TASK OBJECTIVE:
Collect every line of the material below that contains the string "plank", matching case exactly.

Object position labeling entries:
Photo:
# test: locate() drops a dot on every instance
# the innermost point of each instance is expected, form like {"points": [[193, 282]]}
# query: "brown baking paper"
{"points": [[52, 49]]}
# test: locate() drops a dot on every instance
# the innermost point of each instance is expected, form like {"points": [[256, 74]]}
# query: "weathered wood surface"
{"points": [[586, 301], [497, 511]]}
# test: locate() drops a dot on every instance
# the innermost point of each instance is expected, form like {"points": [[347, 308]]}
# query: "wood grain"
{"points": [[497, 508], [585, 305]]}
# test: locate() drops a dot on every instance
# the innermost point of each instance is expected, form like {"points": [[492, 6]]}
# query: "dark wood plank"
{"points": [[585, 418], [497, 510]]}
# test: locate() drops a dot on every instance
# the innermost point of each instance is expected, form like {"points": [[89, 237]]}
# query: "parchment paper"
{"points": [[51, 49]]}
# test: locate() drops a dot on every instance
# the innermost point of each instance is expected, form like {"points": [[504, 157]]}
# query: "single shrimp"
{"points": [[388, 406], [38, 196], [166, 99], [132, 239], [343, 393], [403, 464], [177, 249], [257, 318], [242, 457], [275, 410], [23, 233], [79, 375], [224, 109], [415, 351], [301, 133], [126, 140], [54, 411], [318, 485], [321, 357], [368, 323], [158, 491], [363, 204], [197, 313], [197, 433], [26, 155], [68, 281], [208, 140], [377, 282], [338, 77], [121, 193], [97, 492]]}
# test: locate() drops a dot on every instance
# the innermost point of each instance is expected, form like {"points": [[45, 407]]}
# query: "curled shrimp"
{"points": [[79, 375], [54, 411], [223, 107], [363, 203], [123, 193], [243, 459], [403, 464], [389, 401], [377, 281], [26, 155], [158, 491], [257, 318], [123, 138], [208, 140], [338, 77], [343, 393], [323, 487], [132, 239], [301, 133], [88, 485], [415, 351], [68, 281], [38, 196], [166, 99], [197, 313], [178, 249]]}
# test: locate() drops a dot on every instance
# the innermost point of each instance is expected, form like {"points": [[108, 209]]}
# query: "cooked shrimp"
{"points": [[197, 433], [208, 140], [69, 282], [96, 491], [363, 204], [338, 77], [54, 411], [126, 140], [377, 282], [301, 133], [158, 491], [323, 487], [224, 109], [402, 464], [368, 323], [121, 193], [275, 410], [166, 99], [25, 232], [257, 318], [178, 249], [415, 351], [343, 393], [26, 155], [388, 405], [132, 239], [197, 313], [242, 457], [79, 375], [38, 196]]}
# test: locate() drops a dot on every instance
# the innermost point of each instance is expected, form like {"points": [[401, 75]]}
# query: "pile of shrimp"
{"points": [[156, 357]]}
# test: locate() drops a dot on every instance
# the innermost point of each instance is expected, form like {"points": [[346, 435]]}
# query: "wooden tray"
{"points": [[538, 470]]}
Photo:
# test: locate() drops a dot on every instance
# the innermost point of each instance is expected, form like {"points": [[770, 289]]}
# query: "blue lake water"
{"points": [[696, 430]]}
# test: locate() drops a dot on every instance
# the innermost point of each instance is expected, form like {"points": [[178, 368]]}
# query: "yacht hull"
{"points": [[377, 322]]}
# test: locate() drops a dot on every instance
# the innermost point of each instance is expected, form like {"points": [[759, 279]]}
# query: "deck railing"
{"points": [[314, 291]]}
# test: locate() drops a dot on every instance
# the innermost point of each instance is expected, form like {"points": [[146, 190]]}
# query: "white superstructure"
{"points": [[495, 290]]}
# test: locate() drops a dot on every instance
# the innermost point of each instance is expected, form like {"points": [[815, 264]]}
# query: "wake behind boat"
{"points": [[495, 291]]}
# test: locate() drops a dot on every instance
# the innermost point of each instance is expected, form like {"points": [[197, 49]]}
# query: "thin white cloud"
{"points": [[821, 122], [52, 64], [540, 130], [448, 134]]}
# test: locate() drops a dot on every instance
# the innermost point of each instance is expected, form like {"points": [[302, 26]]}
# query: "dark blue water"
---
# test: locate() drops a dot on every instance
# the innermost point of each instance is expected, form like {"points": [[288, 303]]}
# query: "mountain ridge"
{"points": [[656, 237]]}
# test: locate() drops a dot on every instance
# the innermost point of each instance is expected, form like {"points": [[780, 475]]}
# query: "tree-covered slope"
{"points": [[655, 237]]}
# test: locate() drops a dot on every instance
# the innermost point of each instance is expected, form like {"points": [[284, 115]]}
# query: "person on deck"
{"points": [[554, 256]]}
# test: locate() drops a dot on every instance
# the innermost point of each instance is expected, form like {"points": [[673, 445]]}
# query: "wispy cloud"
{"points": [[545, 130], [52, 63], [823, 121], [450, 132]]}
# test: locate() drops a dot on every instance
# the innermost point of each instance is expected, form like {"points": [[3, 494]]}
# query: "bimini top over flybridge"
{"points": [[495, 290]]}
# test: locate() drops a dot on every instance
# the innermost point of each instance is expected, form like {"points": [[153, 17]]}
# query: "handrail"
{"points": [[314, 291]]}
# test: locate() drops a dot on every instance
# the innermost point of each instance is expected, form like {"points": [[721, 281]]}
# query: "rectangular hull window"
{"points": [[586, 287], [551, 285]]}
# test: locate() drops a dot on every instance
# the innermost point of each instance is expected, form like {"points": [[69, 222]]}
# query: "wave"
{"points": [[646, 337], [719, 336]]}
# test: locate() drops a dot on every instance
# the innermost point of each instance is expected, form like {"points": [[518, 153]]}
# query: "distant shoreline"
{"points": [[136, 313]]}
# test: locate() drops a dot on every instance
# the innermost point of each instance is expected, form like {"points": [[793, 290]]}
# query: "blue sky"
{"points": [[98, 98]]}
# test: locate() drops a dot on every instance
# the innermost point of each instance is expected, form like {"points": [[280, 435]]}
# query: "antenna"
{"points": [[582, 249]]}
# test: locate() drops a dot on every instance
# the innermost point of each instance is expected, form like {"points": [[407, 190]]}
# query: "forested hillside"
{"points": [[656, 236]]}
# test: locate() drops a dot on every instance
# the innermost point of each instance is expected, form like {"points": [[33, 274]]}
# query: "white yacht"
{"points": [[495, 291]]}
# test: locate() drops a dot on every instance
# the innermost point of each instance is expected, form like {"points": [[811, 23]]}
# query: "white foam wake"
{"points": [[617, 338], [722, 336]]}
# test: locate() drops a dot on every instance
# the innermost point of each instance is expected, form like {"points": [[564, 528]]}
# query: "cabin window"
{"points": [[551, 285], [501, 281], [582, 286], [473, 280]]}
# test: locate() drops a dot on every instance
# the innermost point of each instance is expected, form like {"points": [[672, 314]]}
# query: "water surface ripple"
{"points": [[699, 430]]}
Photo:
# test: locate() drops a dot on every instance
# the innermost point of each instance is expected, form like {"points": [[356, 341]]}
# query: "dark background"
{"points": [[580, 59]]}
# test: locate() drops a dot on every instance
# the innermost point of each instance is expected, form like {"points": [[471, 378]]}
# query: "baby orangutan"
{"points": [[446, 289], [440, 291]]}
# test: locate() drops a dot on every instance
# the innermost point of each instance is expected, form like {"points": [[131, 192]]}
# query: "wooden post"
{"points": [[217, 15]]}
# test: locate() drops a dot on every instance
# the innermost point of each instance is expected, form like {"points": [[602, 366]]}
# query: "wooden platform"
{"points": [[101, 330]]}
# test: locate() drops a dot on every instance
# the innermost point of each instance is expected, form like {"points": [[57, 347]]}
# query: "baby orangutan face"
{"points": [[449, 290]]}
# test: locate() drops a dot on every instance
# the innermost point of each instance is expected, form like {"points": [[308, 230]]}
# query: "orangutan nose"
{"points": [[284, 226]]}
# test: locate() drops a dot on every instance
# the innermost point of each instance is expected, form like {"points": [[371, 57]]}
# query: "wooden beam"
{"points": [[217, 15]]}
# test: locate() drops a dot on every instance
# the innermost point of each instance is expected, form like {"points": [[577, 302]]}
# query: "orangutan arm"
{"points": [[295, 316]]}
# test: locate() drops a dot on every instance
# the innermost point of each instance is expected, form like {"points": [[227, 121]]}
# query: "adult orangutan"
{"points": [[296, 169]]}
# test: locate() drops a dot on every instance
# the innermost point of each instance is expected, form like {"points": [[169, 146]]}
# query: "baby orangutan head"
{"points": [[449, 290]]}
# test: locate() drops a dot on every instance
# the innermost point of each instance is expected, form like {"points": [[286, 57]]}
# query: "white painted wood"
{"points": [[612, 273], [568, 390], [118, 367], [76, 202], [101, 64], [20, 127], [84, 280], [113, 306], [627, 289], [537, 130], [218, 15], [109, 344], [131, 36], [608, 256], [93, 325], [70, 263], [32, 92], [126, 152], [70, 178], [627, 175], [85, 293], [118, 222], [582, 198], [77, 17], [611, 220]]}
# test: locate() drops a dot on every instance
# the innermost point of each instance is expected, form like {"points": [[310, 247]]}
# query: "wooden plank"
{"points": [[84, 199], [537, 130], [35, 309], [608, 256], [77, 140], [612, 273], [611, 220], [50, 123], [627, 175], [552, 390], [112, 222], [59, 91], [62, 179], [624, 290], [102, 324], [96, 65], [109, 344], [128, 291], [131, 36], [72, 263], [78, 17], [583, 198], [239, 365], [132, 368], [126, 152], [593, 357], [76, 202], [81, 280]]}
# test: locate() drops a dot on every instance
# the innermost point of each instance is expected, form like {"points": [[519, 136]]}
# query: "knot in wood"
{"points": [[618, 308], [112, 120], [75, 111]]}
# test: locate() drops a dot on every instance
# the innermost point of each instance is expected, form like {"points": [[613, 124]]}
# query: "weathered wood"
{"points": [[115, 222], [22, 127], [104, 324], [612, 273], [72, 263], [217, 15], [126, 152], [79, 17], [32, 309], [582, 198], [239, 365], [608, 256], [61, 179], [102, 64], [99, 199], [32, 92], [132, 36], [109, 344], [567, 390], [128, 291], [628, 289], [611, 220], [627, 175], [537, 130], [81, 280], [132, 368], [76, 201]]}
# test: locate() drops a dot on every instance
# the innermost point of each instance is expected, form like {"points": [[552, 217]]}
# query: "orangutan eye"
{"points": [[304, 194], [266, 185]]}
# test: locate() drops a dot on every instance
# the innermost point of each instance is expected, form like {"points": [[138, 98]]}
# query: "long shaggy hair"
* * *
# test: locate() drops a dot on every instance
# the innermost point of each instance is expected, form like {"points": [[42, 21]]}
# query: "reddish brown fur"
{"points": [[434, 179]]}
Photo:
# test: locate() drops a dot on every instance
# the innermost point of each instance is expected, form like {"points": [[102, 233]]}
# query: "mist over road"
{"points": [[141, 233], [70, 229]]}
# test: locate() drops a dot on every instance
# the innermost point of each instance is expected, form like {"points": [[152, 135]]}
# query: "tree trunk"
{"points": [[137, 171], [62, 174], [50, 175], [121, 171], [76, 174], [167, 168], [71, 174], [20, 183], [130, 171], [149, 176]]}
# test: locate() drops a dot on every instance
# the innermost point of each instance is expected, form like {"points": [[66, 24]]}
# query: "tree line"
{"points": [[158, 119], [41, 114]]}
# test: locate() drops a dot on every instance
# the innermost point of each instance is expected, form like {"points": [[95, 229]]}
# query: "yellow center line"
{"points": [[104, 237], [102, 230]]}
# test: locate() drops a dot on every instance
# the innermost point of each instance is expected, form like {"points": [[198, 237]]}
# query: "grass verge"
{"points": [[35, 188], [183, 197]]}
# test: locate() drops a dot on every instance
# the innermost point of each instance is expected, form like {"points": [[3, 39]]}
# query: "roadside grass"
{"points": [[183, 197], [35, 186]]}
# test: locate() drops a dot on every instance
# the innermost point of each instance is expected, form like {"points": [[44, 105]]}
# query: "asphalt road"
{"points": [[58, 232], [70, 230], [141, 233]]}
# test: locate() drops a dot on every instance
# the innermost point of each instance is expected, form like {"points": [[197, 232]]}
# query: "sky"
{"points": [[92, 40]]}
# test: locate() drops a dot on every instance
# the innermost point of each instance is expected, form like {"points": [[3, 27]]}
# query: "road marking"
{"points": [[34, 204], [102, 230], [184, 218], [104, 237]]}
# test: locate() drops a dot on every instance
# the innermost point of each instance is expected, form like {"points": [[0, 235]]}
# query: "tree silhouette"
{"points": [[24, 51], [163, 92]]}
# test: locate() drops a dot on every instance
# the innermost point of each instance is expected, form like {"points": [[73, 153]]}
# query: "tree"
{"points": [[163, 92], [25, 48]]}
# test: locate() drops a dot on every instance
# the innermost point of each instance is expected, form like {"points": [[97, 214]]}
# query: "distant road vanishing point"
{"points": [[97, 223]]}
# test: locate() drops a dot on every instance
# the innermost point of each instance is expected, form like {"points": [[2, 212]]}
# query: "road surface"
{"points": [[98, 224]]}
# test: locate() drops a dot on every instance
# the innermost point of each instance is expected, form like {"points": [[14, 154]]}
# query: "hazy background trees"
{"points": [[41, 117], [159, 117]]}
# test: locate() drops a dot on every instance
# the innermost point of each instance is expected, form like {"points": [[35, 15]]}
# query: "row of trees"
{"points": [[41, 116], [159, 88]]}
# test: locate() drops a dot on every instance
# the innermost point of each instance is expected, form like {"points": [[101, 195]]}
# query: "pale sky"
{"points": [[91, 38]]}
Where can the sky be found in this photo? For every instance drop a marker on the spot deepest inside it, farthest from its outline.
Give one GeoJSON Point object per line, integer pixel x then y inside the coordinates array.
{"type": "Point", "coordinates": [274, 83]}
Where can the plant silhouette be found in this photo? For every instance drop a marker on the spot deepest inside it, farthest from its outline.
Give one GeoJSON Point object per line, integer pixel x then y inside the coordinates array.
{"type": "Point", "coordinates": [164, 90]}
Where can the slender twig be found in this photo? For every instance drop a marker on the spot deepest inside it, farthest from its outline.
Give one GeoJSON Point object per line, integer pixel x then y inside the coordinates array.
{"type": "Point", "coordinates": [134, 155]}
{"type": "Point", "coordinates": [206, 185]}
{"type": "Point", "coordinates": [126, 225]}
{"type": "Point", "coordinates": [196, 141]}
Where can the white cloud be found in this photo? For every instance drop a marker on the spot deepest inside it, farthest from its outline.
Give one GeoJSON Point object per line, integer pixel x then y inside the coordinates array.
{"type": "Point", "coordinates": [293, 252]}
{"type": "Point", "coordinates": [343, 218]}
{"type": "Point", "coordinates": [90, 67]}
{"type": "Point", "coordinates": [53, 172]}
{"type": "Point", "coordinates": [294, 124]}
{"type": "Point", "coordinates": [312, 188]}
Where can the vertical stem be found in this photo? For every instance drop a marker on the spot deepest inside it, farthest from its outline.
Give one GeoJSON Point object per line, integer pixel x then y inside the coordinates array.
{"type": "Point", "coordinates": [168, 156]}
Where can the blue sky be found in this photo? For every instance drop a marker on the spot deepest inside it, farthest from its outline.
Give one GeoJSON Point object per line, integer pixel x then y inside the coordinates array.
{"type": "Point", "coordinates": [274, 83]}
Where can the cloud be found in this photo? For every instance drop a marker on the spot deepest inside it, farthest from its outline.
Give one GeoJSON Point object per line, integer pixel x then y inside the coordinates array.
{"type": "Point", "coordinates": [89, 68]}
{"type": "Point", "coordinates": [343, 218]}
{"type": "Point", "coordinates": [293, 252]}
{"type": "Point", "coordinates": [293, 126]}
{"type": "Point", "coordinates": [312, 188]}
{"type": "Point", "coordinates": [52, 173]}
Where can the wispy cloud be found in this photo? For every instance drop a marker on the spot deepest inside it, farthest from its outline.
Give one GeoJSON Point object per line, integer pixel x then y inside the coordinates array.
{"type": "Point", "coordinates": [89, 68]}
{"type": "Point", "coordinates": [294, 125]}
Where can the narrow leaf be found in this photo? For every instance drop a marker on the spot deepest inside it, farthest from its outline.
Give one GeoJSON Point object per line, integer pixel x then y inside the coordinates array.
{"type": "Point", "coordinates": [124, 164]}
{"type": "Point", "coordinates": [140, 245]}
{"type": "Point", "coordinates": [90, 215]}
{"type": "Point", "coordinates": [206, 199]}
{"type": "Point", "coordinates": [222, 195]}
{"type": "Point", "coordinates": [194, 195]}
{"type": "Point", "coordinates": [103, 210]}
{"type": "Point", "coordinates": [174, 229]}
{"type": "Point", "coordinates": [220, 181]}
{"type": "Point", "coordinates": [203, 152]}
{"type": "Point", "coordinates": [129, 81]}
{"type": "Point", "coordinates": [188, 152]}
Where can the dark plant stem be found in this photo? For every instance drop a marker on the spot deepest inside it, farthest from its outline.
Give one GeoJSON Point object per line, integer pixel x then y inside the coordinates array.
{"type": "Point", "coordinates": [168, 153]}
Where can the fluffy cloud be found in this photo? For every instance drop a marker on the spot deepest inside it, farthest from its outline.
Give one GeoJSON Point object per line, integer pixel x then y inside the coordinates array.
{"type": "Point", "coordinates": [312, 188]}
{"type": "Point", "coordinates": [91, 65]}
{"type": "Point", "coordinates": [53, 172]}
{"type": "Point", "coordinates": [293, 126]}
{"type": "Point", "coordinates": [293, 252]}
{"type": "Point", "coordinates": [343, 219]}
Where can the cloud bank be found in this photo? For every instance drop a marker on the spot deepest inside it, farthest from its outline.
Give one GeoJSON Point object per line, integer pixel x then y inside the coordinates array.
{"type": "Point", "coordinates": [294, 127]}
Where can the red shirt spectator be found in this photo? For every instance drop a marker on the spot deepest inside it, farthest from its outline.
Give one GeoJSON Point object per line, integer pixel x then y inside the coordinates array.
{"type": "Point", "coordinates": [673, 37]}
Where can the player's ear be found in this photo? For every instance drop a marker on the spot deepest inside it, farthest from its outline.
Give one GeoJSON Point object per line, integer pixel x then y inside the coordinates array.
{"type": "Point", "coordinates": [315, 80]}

TASK RESULT:
# query: "dark wood plank"
# query: "wooden plank"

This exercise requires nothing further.